* **Written instruction**:
Rewrite the data from the line containing "instances of man's" up to and including the line containing "top-left (84, 588), bottom-right (1345, 896)" as a numbered list, skipping any blank lines.

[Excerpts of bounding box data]
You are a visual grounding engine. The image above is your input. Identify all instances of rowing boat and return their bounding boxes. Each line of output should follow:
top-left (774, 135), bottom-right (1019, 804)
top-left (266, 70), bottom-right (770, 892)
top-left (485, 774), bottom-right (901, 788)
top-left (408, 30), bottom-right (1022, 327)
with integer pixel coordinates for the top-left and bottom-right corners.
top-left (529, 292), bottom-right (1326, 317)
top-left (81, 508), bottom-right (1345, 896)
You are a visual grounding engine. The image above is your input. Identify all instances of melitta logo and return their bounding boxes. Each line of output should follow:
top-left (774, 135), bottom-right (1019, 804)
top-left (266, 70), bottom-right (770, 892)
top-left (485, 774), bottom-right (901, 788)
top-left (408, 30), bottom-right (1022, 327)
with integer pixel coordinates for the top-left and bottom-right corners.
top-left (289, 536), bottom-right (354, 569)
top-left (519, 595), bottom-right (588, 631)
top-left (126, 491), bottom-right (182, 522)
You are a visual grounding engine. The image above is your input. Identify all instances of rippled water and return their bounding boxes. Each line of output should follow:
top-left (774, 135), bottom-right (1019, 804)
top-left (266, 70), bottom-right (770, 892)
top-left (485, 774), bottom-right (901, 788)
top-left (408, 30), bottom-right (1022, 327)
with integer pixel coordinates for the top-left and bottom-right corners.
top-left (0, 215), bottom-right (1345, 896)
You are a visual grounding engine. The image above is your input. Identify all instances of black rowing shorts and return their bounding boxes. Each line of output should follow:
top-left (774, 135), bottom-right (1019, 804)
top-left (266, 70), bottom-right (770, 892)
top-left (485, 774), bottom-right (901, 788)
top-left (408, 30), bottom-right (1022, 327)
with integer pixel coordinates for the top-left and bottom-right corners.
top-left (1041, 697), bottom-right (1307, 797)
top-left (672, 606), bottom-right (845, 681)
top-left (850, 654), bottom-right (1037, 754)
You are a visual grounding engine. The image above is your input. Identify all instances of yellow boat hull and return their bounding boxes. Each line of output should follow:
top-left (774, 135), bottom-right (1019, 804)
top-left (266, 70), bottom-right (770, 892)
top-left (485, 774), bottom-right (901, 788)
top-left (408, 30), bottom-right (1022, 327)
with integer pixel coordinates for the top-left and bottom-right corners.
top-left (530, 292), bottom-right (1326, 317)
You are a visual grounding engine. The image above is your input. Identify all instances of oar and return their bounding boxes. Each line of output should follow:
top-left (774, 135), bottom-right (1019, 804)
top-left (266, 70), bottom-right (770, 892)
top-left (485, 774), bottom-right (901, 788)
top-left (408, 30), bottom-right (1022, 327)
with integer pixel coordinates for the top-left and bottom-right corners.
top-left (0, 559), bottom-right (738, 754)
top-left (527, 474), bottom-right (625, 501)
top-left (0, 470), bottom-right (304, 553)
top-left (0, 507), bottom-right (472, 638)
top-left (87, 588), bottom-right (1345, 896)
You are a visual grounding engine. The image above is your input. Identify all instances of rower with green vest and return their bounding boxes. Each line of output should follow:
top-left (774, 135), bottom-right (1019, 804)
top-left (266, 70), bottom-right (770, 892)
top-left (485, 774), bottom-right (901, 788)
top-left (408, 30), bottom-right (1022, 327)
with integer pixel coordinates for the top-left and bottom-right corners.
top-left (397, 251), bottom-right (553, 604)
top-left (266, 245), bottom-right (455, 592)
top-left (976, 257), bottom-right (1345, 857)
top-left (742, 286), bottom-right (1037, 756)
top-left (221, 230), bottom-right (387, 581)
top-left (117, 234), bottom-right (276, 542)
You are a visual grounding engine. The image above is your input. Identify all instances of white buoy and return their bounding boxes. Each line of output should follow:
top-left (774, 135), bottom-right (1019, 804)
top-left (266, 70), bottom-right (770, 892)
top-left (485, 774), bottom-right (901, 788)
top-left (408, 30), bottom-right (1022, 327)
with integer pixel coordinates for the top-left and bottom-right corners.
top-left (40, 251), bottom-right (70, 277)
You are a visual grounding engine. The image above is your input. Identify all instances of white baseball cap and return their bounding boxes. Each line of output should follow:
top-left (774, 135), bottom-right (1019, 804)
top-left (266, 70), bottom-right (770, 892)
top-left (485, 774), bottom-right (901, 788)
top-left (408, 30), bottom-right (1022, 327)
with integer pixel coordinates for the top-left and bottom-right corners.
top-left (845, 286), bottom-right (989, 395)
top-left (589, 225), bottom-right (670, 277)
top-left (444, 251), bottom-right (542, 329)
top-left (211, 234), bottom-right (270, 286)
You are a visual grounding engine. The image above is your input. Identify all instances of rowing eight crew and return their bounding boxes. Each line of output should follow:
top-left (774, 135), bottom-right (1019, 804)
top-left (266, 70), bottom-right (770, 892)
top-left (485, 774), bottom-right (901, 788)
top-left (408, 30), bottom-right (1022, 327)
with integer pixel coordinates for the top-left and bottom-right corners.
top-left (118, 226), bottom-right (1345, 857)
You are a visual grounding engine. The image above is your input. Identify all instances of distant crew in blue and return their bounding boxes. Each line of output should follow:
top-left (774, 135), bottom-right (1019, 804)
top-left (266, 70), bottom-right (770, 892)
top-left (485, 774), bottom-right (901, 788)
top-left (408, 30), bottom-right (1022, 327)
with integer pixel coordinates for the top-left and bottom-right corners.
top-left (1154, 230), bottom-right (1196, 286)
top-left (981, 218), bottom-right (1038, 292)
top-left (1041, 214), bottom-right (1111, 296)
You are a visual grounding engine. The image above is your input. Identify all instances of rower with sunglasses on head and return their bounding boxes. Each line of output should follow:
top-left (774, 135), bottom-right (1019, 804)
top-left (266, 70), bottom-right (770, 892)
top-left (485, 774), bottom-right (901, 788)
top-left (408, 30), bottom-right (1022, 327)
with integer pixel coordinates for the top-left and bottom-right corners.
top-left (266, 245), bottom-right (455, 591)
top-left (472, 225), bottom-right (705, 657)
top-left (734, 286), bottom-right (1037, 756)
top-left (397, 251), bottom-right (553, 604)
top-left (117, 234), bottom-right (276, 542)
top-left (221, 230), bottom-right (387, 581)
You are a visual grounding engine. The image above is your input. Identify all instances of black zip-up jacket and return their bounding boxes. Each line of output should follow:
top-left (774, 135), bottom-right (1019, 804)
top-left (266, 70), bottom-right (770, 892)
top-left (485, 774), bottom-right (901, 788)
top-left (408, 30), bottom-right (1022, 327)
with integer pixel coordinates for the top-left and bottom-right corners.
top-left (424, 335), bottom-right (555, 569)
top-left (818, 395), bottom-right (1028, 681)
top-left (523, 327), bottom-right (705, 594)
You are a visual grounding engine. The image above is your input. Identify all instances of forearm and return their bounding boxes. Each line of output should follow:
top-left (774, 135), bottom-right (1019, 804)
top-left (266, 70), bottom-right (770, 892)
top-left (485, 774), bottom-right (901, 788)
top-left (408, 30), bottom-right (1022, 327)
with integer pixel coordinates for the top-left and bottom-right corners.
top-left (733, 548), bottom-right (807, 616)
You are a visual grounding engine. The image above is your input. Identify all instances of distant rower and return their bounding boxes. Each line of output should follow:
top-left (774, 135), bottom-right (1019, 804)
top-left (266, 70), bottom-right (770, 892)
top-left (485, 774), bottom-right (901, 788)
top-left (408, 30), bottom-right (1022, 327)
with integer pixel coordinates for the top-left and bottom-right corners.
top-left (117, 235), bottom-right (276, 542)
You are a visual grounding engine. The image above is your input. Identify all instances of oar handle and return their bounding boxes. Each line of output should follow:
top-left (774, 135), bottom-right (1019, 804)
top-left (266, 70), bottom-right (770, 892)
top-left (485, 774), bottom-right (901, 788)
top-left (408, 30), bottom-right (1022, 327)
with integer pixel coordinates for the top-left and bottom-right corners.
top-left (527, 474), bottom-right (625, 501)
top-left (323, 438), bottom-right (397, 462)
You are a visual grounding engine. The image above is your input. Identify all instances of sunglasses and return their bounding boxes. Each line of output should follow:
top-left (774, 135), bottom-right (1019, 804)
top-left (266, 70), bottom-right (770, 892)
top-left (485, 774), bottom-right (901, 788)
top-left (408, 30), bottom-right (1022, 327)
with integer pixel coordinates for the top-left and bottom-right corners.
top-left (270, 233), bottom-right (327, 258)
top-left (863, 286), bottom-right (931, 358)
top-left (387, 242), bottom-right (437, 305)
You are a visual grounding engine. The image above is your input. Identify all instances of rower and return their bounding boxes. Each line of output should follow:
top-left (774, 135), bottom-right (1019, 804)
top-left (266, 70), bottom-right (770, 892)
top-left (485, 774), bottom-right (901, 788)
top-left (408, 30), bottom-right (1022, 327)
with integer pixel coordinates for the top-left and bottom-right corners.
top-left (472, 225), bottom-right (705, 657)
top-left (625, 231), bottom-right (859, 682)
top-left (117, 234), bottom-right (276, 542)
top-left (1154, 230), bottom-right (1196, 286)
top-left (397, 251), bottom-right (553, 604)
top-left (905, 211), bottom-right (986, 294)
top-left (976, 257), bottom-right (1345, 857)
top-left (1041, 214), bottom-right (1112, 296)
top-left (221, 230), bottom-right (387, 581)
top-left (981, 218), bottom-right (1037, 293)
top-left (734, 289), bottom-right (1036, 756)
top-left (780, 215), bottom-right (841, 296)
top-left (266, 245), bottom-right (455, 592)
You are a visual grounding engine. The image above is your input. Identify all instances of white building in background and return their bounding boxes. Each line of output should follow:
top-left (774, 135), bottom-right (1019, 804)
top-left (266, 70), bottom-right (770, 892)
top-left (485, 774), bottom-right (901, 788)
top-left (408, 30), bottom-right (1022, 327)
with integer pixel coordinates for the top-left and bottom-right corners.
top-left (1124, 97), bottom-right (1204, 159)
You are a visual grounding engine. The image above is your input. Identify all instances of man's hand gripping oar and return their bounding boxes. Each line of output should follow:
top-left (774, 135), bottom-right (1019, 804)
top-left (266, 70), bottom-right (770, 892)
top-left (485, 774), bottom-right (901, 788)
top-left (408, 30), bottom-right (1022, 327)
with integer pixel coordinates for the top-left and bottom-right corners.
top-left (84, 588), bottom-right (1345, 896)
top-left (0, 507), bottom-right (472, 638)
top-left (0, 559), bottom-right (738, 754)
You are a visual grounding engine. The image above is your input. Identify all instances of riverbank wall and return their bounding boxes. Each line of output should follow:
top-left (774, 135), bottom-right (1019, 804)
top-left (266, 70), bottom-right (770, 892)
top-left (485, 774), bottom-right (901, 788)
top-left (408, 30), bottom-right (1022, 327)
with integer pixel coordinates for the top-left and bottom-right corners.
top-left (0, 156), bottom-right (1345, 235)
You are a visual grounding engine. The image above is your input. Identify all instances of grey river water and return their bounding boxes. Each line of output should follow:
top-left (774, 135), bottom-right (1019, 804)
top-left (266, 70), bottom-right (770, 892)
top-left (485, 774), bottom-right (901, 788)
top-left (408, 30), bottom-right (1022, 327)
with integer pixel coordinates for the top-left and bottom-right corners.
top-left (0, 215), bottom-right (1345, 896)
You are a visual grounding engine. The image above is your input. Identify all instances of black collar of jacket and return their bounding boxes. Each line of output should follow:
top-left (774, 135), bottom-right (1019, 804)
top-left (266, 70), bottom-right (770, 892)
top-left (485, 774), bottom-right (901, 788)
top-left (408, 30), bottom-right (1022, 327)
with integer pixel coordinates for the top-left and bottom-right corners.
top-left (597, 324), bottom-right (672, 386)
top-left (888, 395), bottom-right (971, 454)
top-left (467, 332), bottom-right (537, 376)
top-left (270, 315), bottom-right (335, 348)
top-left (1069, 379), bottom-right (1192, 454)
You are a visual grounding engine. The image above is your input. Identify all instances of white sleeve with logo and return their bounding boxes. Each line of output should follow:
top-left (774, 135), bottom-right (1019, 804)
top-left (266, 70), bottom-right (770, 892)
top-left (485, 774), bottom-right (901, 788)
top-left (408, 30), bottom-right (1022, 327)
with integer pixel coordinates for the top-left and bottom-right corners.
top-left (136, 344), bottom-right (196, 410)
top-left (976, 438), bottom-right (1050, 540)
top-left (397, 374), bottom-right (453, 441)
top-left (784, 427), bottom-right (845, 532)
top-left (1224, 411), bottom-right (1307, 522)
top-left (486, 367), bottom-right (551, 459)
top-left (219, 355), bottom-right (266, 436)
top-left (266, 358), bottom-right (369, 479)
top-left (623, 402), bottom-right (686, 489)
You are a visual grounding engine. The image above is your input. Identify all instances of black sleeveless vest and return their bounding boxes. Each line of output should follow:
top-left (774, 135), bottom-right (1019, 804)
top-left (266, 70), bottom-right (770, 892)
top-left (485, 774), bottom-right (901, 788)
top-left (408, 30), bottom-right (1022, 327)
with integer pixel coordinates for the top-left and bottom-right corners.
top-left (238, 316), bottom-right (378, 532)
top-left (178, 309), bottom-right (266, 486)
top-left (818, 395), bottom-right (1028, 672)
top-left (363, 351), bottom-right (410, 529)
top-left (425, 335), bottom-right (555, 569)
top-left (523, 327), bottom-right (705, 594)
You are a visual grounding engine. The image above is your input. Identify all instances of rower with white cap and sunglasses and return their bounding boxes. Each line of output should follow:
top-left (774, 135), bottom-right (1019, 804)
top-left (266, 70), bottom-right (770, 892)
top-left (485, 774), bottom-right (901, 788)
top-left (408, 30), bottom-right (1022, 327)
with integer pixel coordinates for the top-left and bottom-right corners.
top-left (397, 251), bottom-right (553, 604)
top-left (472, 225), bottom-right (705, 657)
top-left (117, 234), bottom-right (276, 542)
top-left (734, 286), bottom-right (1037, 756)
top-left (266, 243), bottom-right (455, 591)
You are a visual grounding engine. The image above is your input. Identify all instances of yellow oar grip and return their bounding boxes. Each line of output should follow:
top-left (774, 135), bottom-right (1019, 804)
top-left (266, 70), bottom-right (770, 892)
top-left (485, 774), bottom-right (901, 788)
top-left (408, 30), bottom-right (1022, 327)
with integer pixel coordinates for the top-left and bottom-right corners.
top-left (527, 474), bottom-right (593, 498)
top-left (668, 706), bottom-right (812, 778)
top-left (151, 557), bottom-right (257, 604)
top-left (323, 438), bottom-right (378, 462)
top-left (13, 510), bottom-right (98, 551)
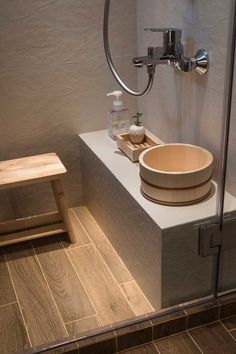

* **Exercise answer**:
1. You are a visual grounding engine. The image above is your input. Identify all instances of man's hand gripping oar and return their bounding boxes. Each line of output should follow:
2. top-left (774, 135), bottom-right (1019, 804)
3. top-left (266, 70), bottom-right (770, 892)
4. top-left (485, 774), bottom-right (901, 788)
5. top-left (408, 30), bottom-right (1022, 327)
6. with integer pixel coordinates for the top-left and bottom-right corners.
7. top-left (84, 588), bottom-right (1345, 896)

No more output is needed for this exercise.